# Yazılı görev a:
Forum yazışmasında "I have more" ile "thanks in advance!" arasındaki kısmı, iki uç da dahil, "Turkish" yerine "English" koyarak yeniden yazın.

# questions!



## eli-milqo

Hello  I hope you are doing fine

I have more questions about Turkish:

1- how can we say " I want this to be true" 

2- how can we say " I want you to leave because it's between me and them".

thanks in advance!


----------



## Rallino

1. Bunun doğru/gerçek olmasını istiyorum.
2. Senin gitmeni istiyorum; çünkü bu onlarla benim aramda.


----------



## Volcano

*The second could also be:

Sen karışma, çünkü bu onlarla benim aramda.*


----------



## eli-milqo

thank you for the answers, but yet I have one more question:

- how to say " he told me not to open it" ... thank you!


----------



## Volcano

*Onu açmamamı söyledi.*


----------



## Rallino

If you need a grammatical analysis:

He told me not to open it = Onu açmamamı söyledi

it's something like that


----------



## eli-milqo

Thanks to all of you for you help! (I liked this colored explanation by Rallino)

but I have one more quesiton: 
- how can we say ( give me the pen so I can write it for you)?

thanks


----------



## gianlia

eli-milqo said:


> Thanks to all of you for you help! (I liked this colored explanation by Rallino)
> 
> but I have one more quesiton:
> - how can we say ( give me the pen so I can write it for you)?
> 
> thanks



Kalemi bana verirsen, senin icin yazabilirim..


----------



## ayşegül

gianlia said:


> Kalemi bana verirsen, senin icin yazabilirim..


 
kalemi bana verirsen -----give me the pen (?!)

Burada emir var ,şart yok ki?!

If you give me the pen demiyor,give me the pen diyor...

kalemi bana ver =give me the pen

Hoş tam tamına çevirirsen: Kalemi ver bana böylelikle onu senin için yazabilirim.


----------



## gianlia

ayşegül said:


> kalemi bana verirsen -----give me the pen (?!)
> 
> Burada emir var ,şart yok ki?!
> 
> If you give me the pen demiyor,give me the pen diyor...
> 
> kalemi bana ver =give me the pen
> 
> Hoş tam tamına çevirirsen: Kalemi ver bana böylelikle onu senin için yazabilirim.



Sen Amerika'da veya Ingiltere'de yasadin mi bilmiyorum da, bir dilden baska bir dile herhangi bir seyi tercume ederken, kelimesi kelimesine tercume edilmez.. Edildiginde yanlis anlamlar ihtiva eder.. Mesela, "To be or not to be"nin onlarca Turkce'ye tercume edilis sekli vardir.. Ama hicbirisi de Ingilizce'deki gibi kelimesi kelimesine ayni cevrilmemistir..

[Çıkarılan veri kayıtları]
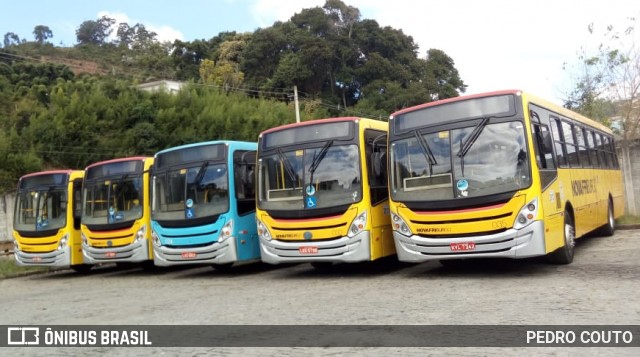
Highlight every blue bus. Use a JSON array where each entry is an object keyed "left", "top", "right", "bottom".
[{"left": 151, "top": 141, "right": 260, "bottom": 269}]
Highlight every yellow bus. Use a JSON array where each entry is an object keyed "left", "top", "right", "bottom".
[
  {"left": 389, "top": 90, "right": 624, "bottom": 264},
  {"left": 256, "top": 117, "right": 395, "bottom": 269},
  {"left": 82, "top": 156, "right": 153, "bottom": 266},
  {"left": 13, "top": 170, "right": 90, "bottom": 271}
]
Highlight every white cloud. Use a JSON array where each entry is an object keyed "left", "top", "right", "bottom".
[
  {"left": 253, "top": 0, "right": 640, "bottom": 102},
  {"left": 98, "top": 11, "right": 184, "bottom": 42}
]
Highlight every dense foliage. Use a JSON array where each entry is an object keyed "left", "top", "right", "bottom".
[{"left": 0, "top": 0, "right": 466, "bottom": 190}]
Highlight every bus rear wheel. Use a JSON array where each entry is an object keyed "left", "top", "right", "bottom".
[
  {"left": 600, "top": 200, "right": 616, "bottom": 237},
  {"left": 212, "top": 263, "right": 233, "bottom": 273},
  {"left": 549, "top": 212, "right": 576, "bottom": 265}
]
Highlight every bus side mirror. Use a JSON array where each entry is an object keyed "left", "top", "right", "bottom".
[{"left": 542, "top": 131, "right": 553, "bottom": 154}]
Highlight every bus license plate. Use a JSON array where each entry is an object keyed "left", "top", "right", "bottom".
[
  {"left": 450, "top": 242, "right": 476, "bottom": 252},
  {"left": 180, "top": 252, "right": 197, "bottom": 259},
  {"left": 298, "top": 247, "right": 318, "bottom": 254}
]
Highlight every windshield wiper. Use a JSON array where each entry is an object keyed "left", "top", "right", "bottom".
[
  {"left": 309, "top": 140, "right": 333, "bottom": 191},
  {"left": 456, "top": 117, "right": 489, "bottom": 158},
  {"left": 309, "top": 140, "right": 333, "bottom": 177},
  {"left": 193, "top": 160, "right": 209, "bottom": 185},
  {"left": 276, "top": 148, "right": 297, "bottom": 184},
  {"left": 413, "top": 130, "right": 438, "bottom": 166}
]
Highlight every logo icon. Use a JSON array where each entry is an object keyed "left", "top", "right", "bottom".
[
  {"left": 305, "top": 185, "right": 316, "bottom": 196},
  {"left": 307, "top": 196, "right": 316, "bottom": 208},
  {"left": 456, "top": 180, "right": 469, "bottom": 191},
  {"left": 7, "top": 327, "right": 40, "bottom": 346}
]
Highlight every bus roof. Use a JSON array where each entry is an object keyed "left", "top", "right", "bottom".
[
  {"left": 391, "top": 89, "right": 522, "bottom": 117},
  {"left": 154, "top": 140, "right": 258, "bottom": 156},
  {"left": 260, "top": 117, "right": 364, "bottom": 135},
  {"left": 86, "top": 156, "right": 151, "bottom": 169},
  {"left": 20, "top": 169, "right": 76, "bottom": 179},
  {"left": 391, "top": 89, "right": 611, "bottom": 133}
]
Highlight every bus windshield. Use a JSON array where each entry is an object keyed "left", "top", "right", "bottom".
[
  {"left": 391, "top": 118, "right": 531, "bottom": 201},
  {"left": 13, "top": 187, "right": 67, "bottom": 232},
  {"left": 151, "top": 160, "right": 229, "bottom": 221},
  {"left": 82, "top": 174, "right": 144, "bottom": 225},
  {"left": 258, "top": 140, "right": 362, "bottom": 210}
]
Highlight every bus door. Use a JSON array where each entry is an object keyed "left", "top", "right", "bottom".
[
  {"left": 233, "top": 150, "right": 260, "bottom": 260},
  {"left": 364, "top": 129, "right": 396, "bottom": 259},
  {"left": 531, "top": 110, "right": 565, "bottom": 252}
]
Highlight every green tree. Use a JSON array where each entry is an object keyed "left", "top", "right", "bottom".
[
  {"left": 3, "top": 32, "right": 20, "bottom": 48},
  {"left": 565, "top": 18, "right": 640, "bottom": 215},
  {"left": 76, "top": 16, "right": 116, "bottom": 46},
  {"left": 33, "top": 25, "right": 53, "bottom": 44}
]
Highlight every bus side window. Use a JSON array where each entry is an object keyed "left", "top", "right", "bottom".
[
  {"left": 71, "top": 181, "right": 82, "bottom": 229},
  {"left": 551, "top": 117, "right": 568, "bottom": 167}
]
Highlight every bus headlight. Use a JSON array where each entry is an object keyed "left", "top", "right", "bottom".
[
  {"left": 58, "top": 233, "right": 69, "bottom": 250},
  {"left": 513, "top": 198, "right": 538, "bottom": 229},
  {"left": 151, "top": 229, "right": 162, "bottom": 247},
  {"left": 133, "top": 224, "right": 147, "bottom": 243},
  {"left": 256, "top": 220, "right": 271, "bottom": 241},
  {"left": 391, "top": 213, "right": 413, "bottom": 237},
  {"left": 218, "top": 219, "right": 233, "bottom": 243},
  {"left": 347, "top": 210, "right": 367, "bottom": 237}
]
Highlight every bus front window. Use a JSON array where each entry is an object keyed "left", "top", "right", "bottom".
[
  {"left": 81, "top": 175, "right": 143, "bottom": 225},
  {"left": 258, "top": 141, "right": 362, "bottom": 210},
  {"left": 13, "top": 189, "right": 67, "bottom": 232},
  {"left": 391, "top": 121, "right": 531, "bottom": 201},
  {"left": 151, "top": 161, "right": 229, "bottom": 221}
]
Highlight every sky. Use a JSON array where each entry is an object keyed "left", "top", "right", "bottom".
[{"left": 0, "top": 0, "right": 640, "bottom": 104}]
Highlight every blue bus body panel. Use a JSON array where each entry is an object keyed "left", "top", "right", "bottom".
[{"left": 151, "top": 141, "right": 260, "bottom": 262}]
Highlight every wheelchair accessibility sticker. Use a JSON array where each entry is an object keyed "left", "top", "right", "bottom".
[{"left": 306, "top": 196, "right": 316, "bottom": 208}]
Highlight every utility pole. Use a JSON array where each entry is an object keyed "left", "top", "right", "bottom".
[{"left": 293, "top": 86, "right": 300, "bottom": 123}]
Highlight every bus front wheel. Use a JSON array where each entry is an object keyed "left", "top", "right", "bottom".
[{"left": 549, "top": 212, "right": 576, "bottom": 265}]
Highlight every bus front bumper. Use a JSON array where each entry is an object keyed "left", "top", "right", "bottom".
[
  {"left": 153, "top": 237, "right": 238, "bottom": 266},
  {"left": 393, "top": 221, "right": 546, "bottom": 263},
  {"left": 82, "top": 239, "right": 149, "bottom": 264},
  {"left": 260, "top": 231, "right": 371, "bottom": 264},
  {"left": 13, "top": 247, "right": 71, "bottom": 268}
]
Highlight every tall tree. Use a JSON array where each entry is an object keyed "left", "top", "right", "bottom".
[
  {"left": 33, "top": 25, "right": 53, "bottom": 44},
  {"left": 565, "top": 18, "right": 640, "bottom": 215},
  {"left": 76, "top": 16, "right": 116, "bottom": 45},
  {"left": 3, "top": 32, "right": 20, "bottom": 48}
]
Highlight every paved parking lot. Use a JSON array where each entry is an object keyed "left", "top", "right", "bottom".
[{"left": 0, "top": 230, "right": 640, "bottom": 355}]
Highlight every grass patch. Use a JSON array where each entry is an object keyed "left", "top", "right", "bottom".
[
  {"left": 616, "top": 214, "right": 640, "bottom": 224},
  {"left": 0, "top": 256, "right": 51, "bottom": 279}
]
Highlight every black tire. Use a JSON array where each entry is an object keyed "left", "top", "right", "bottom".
[
  {"left": 600, "top": 200, "right": 616, "bottom": 237},
  {"left": 549, "top": 212, "right": 576, "bottom": 265},
  {"left": 213, "top": 263, "right": 233, "bottom": 273}
]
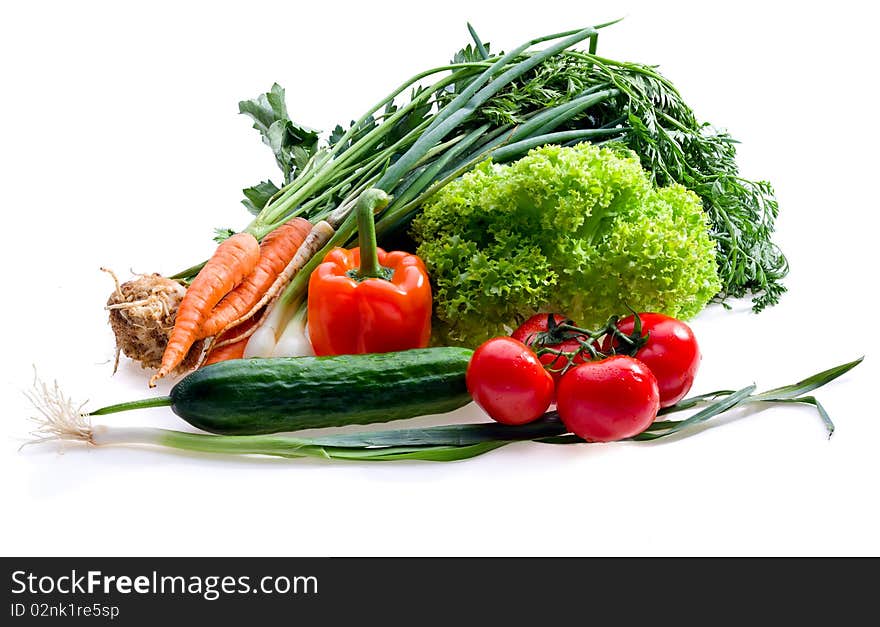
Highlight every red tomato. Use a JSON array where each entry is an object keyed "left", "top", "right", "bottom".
[
  {"left": 466, "top": 337, "right": 553, "bottom": 425},
  {"left": 556, "top": 355, "right": 660, "bottom": 442},
  {"left": 510, "top": 313, "right": 590, "bottom": 385},
  {"left": 617, "top": 313, "right": 700, "bottom": 407}
]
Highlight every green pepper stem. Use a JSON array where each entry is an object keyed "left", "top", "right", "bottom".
[{"left": 355, "top": 187, "right": 391, "bottom": 278}]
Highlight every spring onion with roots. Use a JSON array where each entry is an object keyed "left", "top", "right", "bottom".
[
  {"left": 172, "top": 20, "right": 788, "bottom": 355},
  {"left": 28, "top": 358, "right": 863, "bottom": 461}
]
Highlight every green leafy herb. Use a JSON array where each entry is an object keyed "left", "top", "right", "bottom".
[{"left": 413, "top": 144, "right": 720, "bottom": 346}]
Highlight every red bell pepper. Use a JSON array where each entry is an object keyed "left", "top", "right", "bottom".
[{"left": 308, "top": 189, "right": 431, "bottom": 355}]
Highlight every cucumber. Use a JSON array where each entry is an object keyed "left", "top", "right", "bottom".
[{"left": 170, "top": 347, "right": 473, "bottom": 435}]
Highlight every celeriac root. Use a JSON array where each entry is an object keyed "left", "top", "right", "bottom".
[{"left": 101, "top": 268, "right": 202, "bottom": 373}]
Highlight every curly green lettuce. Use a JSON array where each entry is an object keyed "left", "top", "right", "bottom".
[{"left": 412, "top": 143, "right": 721, "bottom": 346}]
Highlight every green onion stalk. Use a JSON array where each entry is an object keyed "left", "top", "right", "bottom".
[
  {"left": 29, "top": 358, "right": 863, "bottom": 461},
  {"left": 172, "top": 24, "right": 621, "bottom": 350}
]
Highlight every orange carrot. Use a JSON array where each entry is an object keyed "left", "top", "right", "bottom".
[
  {"left": 196, "top": 218, "right": 312, "bottom": 339},
  {"left": 202, "top": 317, "right": 258, "bottom": 366},
  {"left": 150, "top": 233, "right": 260, "bottom": 387}
]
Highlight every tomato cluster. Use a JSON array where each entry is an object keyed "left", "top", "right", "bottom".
[{"left": 467, "top": 313, "right": 700, "bottom": 442}]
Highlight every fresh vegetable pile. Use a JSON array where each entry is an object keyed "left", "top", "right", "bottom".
[{"left": 25, "top": 24, "right": 861, "bottom": 461}]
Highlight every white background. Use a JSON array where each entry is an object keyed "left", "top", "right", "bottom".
[{"left": 0, "top": 1, "right": 880, "bottom": 555}]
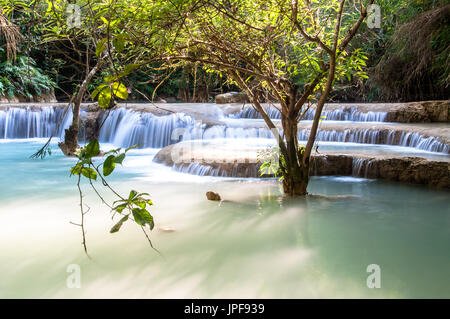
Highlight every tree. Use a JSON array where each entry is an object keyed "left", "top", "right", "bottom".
[{"left": 156, "top": 0, "right": 374, "bottom": 196}]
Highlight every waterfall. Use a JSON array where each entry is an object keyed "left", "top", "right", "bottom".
[
  {"left": 172, "top": 163, "right": 259, "bottom": 177},
  {"left": 352, "top": 158, "right": 372, "bottom": 178},
  {"left": 0, "top": 106, "right": 72, "bottom": 138},
  {"left": 298, "top": 128, "right": 450, "bottom": 154},
  {"left": 0, "top": 107, "right": 450, "bottom": 154},
  {"left": 230, "top": 106, "right": 388, "bottom": 122}
]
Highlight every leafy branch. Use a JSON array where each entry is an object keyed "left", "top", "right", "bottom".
[{"left": 70, "top": 139, "right": 161, "bottom": 257}]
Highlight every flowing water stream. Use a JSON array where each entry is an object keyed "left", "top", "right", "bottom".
[{"left": 0, "top": 104, "right": 450, "bottom": 298}]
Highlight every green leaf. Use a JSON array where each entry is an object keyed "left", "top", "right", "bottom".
[
  {"left": 112, "top": 82, "right": 128, "bottom": 100},
  {"left": 109, "top": 215, "right": 128, "bottom": 234},
  {"left": 121, "top": 63, "right": 139, "bottom": 76},
  {"left": 98, "top": 87, "right": 111, "bottom": 109},
  {"left": 84, "top": 139, "right": 100, "bottom": 158},
  {"left": 103, "top": 155, "right": 116, "bottom": 176},
  {"left": 132, "top": 208, "right": 155, "bottom": 230},
  {"left": 81, "top": 167, "right": 97, "bottom": 180},
  {"left": 70, "top": 164, "right": 83, "bottom": 175},
  {"left": 133, "top": 200, "right": 147, "bottom": 208},
  {"left": 128, "top": 190, "right": 137, "bottom": 201},
  {"left": 91, "top": 84, "right": 106, "bottom": 99},
  {"left": 113, "top": 203, "right": 128, "bottom": 213},
  {"left": 95, "top": 38, "right": 108, "bottom": 57},
  {"left": 113, "top": 33, "right": 125, "bottom": 52}
]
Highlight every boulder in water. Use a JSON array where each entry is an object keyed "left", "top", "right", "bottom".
[
  {"left": 206, "top": 191, "right": 221, "bottom": 201},
  {"left": 216, "top": 92, "right": 249, "bottom": 104}
]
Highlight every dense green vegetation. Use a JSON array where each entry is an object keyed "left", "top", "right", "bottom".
[{"left": 0, "top": 0, "right": 450, "bottom": 102}]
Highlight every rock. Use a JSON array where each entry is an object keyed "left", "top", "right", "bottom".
[
  {"left": 165, "top": 96, "right": 177, "bottom": 103},
  {"left": 206, "top": 191, "right": 221, "bottom": 201},
  {"left": 216, "top": 92, "right": 249, "bottom": 104},
  {"left": 386, "top": 101, "right": 450, "bottom": 123},
  {"left": 158, "top": 226, "right": 175, "bottom": 233},
  {"left": 154, "top": 143, "right": 450, "bottom": 190}
]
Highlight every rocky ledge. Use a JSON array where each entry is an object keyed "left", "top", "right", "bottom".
[{"left": 154, "top": 144, "right": 450, "bottom": 189}]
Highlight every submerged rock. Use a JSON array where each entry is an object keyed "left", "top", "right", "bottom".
[{"left": 206, "top": 191, "right": 221, "bottom": 201}]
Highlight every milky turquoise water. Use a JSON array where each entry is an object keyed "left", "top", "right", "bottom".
[{"left": 0, "top": 140, "right": 450, "bottom": 298}]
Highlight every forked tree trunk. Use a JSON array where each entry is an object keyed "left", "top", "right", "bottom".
[
  {"left": 282, "top": 114, "right": 309, "bottom": 197},
  {"left": 58, "top": 60, "right": 101, "bottom": 156}
]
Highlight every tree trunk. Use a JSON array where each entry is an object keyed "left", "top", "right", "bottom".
[
  {"left": 58, "top": 59, "right": 101, "bottom": 156},
  {"left": 282, "top": 114, "right": 309, "bottom": 197}
]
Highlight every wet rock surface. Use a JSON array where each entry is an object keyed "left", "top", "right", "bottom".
[
  {"left": 154, "top": 145, "right": 450, "bottom": 189},
  {"left": 206, "top": 191, "right": 221, "bottom": 201},
  {"left": 215, "top": 92, "right": 249, "bottom": 104}
]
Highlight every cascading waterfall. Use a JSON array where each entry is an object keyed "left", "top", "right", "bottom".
[
  {"left": 0, "top": 106, "right": 72, "bottom": 138},
  {"left": 298, "top": 129, "right": 450, "bottom": 154},
  {"left": 352, "top": 158, "right": 372, "bottom": 178},
  {"left": 99, "top": 108, "right": 195, "bottom": 148},
  {"left": 0, "top": 107, "right": 450, "bottom": 154},
  {"left": 172, "top": 163, "right": 259, "bottom": 178},
  {"left": 230, "top": 106, "right": 388, "bottom": 122}
]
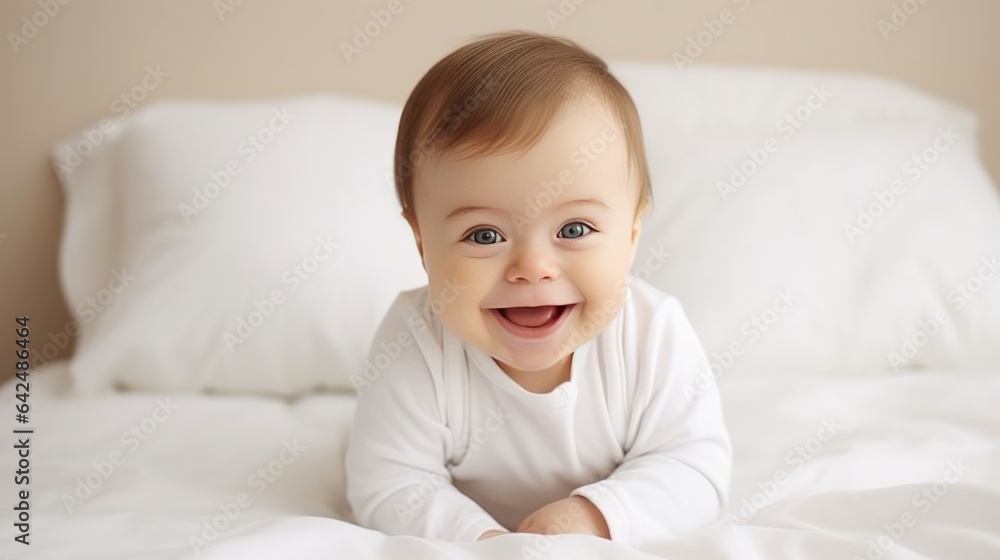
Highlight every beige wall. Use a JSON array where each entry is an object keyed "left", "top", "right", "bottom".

# Yazılı görev b:
Kayıtlarda "Highlight every cascading" ifadesini içeren satırdan kayıtların sonuna kadar, iki uç da dahil, bütün satırları yeniden yazın. Koordinat olmayan satırları da aynen alın; kutu koordinatlarının her birini 0,4 ile çarpıp tam sayıya yuvarlayın (yarımlar yukarı), resim satırlarını ise yanıta almayın.

# Yazılı yanıt a:
I have more questions about English:

1- how can we say " I want this to be true" 

2- how can we say " I want you to leave because it's between me and them".

thanks in advance!

# Yazılı yanıt b:
Highlight every cascading waterfall. Use a JSON array where each entry is an object keyed "left", "top", "right", "bottom".
[
  {"left": 0, "top": 42, "right": 29, "bottom": 55},
  {"left": 119, "top": 52, "right": 180, "bottom": 62},
  {"left": 141, "top": 63, "right": 149, "bottom": 71},
  {"left": 40, "top": 43, "right": 78, "bottom": 59},
  {"left": 0, "top": 43, "right": 180, "bottom": 62},
  {"left": 69, "top": 65, "right": 104, "bottom": 71},
  {"left": 92, "top": 42, "right": 155, "bottom": 49}
]
Highlight every beige wall. Use a JSON array where each entry is an object keyed "left", "top", "right", "bottom".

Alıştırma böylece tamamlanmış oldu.